- Task requirements
Restate the full listing word for word and leave the pictures out.

- Provided material

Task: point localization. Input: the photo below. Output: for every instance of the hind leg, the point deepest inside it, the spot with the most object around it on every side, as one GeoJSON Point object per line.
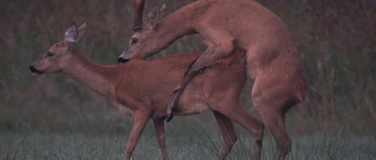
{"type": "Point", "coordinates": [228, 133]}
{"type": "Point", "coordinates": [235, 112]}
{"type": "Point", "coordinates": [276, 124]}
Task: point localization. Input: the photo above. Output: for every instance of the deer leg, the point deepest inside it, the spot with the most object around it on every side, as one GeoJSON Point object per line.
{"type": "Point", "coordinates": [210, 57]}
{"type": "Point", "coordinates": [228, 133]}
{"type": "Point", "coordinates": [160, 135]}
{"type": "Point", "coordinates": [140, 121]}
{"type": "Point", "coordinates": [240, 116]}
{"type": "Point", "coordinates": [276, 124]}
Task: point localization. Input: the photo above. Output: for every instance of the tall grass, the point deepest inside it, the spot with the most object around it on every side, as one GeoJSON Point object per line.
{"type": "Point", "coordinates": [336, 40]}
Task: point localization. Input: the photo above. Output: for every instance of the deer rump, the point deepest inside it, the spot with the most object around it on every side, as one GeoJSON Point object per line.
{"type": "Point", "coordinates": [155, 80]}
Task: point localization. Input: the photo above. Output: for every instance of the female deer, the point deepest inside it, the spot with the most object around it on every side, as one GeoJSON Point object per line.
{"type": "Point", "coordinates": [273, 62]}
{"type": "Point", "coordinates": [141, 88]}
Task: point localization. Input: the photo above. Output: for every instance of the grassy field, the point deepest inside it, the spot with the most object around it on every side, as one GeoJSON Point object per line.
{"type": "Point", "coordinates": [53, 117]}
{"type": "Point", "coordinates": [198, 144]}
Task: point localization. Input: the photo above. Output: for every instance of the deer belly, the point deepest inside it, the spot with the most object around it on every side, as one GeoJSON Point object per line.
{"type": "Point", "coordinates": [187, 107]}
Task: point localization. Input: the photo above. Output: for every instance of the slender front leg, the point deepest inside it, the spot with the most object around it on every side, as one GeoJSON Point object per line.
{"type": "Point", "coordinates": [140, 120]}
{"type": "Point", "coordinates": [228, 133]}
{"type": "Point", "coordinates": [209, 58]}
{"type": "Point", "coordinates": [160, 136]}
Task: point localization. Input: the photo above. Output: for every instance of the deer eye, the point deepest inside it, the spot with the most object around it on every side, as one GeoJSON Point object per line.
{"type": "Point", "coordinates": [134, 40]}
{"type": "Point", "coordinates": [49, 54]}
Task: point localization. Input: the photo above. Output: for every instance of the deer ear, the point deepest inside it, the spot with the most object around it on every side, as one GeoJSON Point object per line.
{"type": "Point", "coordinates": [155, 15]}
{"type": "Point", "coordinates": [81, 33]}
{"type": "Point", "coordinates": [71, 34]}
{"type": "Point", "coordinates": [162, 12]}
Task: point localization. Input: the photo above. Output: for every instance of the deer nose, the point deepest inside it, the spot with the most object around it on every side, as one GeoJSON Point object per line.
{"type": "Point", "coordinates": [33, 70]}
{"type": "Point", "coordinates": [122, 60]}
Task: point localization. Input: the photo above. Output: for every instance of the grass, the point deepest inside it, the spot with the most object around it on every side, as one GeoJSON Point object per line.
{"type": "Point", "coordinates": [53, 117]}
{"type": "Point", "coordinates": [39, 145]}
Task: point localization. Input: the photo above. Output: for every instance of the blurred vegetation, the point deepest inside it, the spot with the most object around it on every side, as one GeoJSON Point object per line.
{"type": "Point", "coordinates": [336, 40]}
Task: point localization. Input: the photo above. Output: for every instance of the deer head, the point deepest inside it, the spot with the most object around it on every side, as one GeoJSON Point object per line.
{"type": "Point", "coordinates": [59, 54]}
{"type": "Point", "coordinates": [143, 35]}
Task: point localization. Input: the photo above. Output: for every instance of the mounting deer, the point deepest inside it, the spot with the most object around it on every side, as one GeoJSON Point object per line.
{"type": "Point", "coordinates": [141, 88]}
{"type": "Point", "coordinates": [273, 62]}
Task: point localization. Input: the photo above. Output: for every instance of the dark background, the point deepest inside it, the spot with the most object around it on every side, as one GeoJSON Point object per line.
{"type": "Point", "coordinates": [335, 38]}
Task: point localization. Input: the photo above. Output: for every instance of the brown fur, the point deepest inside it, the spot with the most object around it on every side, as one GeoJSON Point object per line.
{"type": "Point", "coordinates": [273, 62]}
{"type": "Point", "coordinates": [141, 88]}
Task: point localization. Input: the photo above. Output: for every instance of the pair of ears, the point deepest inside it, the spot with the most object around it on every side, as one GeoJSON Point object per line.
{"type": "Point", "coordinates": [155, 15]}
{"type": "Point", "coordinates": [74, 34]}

- Result of this exercise
Task: point localization. Input: the photo below. Output: for every instance of the hind leg, the point deepest inside it, the spot with the most object around it on every side, as one GeoJSON Point object per line.
{"type": "Point", "coordinates": [228, 133]}
{"type": "Point", "coordinates": [235, 112]}
{"type": "Point", "coordinates": [276, 124]}
Task: point localization. Input: the photo above. Output: for every instance of the deer leg, the point deepest inside it, the spot with the most object around it on every side, as one GeoJSON Point object per line.
{"type": "Point", "coordinates": [210, 57]}
{"type": "Point", "coordinates": [228, 133]}
{"type": "Point", "coordinates": [160, 135]}
{"type": "Point", "coordinates": [140, 121]}
{"type": "Point", "coordinates": [240, 116]}
{"type": "Point", "coordinates": [276, 124]}
Task: point localization. Input: the photo above. Output: for every instance of the tall grass, the point deepest inside it, the spot with the most object around it on every side, as one GeoJSON Point object per line.
{"type": "Point", "coordinates": [336, 40]}
Task: point localization. Input: the photo above. Output: for every instance of the deer rump, the point deepest inside it, the spot with the most object around it on every side, as one GeoJSON Point object per line.
{"type": "Point", "coordinates": [155, 80]}
Task: point localization. Input: the photo above. Output: for every instance of the female deer, the point deepest inside it, the spot with the most object around it on every side, as one GeoJSON Point object per line.
{"type": "Point", "coordinates": [273, 62]}
{"type": "Point", "coordinates": [141, 88]}
Task: point localization. Input: the photo above. Output: for every instance of the grassy field, the point deepest inside it, the spot with the most object around it on every side, as one GeoJSON Point object per line.
{"type": "Point", "coordinates": [53, 117]}
{"type": "Point", "coordinates": [198, 144]}
Task: point localization. Input: the photo above. Output: for every instance of the deer belly, the point deepest inside it, the spot with the most object around it on every side, as one GeoJSON Point object per line.
{"type": "Point", "coordinates": [187, 107]}
Task: point localization. Input: the photo above. Output: for every instance of the slender front leg, the point deepest inside it, the spot with the most object around it on every side, as one GeoJSON Point object per line.
{"type": "Point", "coordinates": [140, 120]}
{"type": "Point", "coordinates": [228, 133]}
{"type": "Point", "coordinates": [209, 58]}
{"type": "Point", "coordinates": [160, 136]}
Task: point localization. Input: the photo above. Output: for every instance of the deer eye, the point deepest inside it, the spot with the most object around it on every side, as one GeoJSON Point object per line.
{"type": "Point", "coordinates": [134, 40]}
{"type": "Point", "coordinates": [49, 54]}
Task: point localization. Input: the photo above. Output: for every instance of the deer ear, the point deepest inside it, the spot with the most object around it on every side, as one GeoJSON Point object per line.
{"type": "Point", "coordinates": [155, 15]}
{"type": "Point", "coordinates": [81, 33]}
{"type": "Point", "coordinates": [71, 34]}
{"type": "Point", "coordinates": [162, 12]}
Task: point localization. Input: the photo above. Output: for every instance of the deer nose, the point deepest inside it, the spot with the most object around it on every side, as one GeoJSON Point object per line.
{"type": "Point", "coordinates": [33, 70]}
{"type": "Point", "coordinates": [122, 60]}
Task: point localization. Input: the photo above. Output: for every instance of the grass, the point deepest inside it, the spot with the most object around it on every side, as one GeoJSON Point object per line.
{"type": "Point", "coordinates": [53, 117]}
{"type": "Point", "coordinates": [39, 145]}
Task: point localization. Input: the photo above. Output: for every instance of the blurred vegetation, the point deepest inside it, the spot with the most object around it on every side, as one GeoJSON Point object per line.
{"type": "Point", "coordinates": [336, 40]}
Task: point localization. Input: the photo above. Output: for every instance of the deer head, the point deepest inside it, the spot with the most object around it on every side, as one GeoJSON Point object per line.
{"type": "Point", "coordinates": [59, 54]}
{"type": "Point", "coordinates": [143, 35]}
Task: point localization. Input: the photo above. Output: for every instance of the mounting deer, the point deepest inside it, the spot with the most object around it on every side, as one GeoJSON Point object per line.
{"type": "Point", "coordinates": [141, 88]}
{"type": "Point", "coordinates": [273, 62]}
Task: point localization. Input: the photo above. Output: for every instance of the dark background, the point deepest inside it, the spot with the most object around it on every side, as one GeoJSON Point object per line.
{"type": "Point", "coordinates": [335, 38]}
Task: point localization. Input: the photo above. Output: for every instance of the brown fur, the point deepest inside it, the spot with the most object around it on every side, as one GeoJSON Point object per line.
{"type": "Point", "coordinates": [273, 62]}
{"type": "Point", "coordinates": [141, 88]}
Task: point localization. Input: the photo above. Output: for every instance of the pair of ears, the point deepest inside it, the spot with the most object around it on every side, as one GeoJSON Point object per line.
{"type": "Point", "coordinates": [155, 15]}
{"type": "Point", "coordinates": [74, 34]}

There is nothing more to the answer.